Answer these from the abstract on fish protein hydrolysates:
1. Which sardine by-products were used to prepare one of the hydrolysates?
2. Through which membranes was the sequential nanofiltration carried out?
3. What ACE IC₅₀ did the best digested tuna hydrolysates reach?

(Page extract):
----------

Martínez-Alvarez, Oscar, Batista, Irineu, Ramos, Cristina, Montero, Pilar
Food & function 2016 v.7 no.4 pp. 2066-2073
animal organs, byproducts, enzyme inhibition, fish protein hydrolysate, head, hydrolysates, in vitro digestion, ingredients, inhibitory concentration 50, muscles, nanofiltration, nervous system diseases, peptidyl-dipeptidase A, prolyl oligopeptidase, sardines, tuna
This work was focused on the study of the bioactive potential of three fish protein hydrolysates, one of them prepared from industrial sardine by-products (head and viscera) and the others from tuna by-products (head, and muscle and viscera). These protein hydrolysates exhibited moderate ability to inhibit Angiotensin Converting Enzyme or ACE (IC₅₀ between 0.24–1.16 mg dry weight per ml) and prolyl oligopeptidase or PO (IC₅₀ between 3.30–9.57 mg ml⁻¹), those obtained from tuna by-products being the most effective. Overall, ACE- and PO-inhibiting activities were enhanced by sequential nanofiltration through 3 and 1 kDa MWCO membranes (IC₅₀ between 0.02–0.16 mg ml⁻¹ (ACE) and 1.10–4.21 mg ml⁻¹ (PO)). The inhibitory properties of the hydrolysates were greatly improved by in vitro gastric digestion, and were barely affected by further intestinal digestion. The digested tuna hydrolysates, mainly that from heads, proved to be the best source of PO- and ACE- inhibiting molecules (IC₅₀ = 0.16 mg ml⁻¹ (ACE) and 1.04 mg ml⁻¹ (PO)) and could be potential new ingredients in food with interest in the prevention or treatment of cardiovascular and neurological diseases.

----------

(Data section):
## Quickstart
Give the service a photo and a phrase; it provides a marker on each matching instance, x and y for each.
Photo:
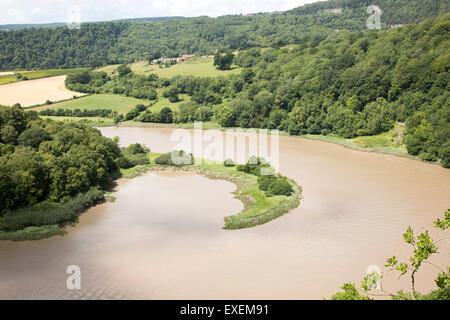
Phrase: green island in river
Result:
(260, 205)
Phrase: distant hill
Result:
(135, 39)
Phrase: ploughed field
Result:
(35, 92)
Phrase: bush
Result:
(183, 158)
(138, 159)
(229, 163)
(265, 181)
(65, 213)
(124, 163)
(136, 148)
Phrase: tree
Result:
(33, 137)
(423, 247)
(226, 117)
(123, 70)
(166, 115)
(223, 62)
(8, 134)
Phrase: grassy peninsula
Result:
(259, 207)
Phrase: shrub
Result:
(280, 187)
(136, 148)
(62, 214)
(124, 163)
(229, 163)
(138, 159)
(265, 181)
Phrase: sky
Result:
(46, 11)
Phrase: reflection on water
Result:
(162, 238)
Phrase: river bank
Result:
(258, 208)
(344, 142)
(163, 237)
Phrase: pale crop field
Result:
(34, 92)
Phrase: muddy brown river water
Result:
(162, 238)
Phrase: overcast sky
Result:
(44, 11)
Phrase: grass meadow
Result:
(200, 67)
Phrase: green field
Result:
(200, 67)
(90, 121)
(115, 102)
(37, 74)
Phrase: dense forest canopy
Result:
(97, 43)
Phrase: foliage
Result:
(175, 158)
(423, 247)
(223, 62)
(119, 42)
(65, 213)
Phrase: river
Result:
(162, 237)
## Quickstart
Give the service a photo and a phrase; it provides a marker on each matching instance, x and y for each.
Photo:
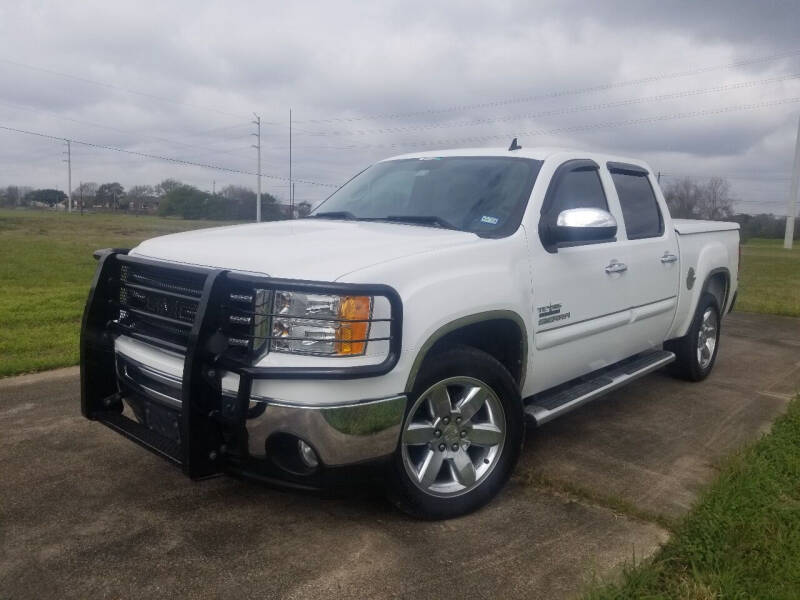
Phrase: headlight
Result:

----------

(Exercise output):
1. Head and viscera.
2. 3 and 1 kDa MWCO membranes.
3. 0.16 mg ml⁻¹.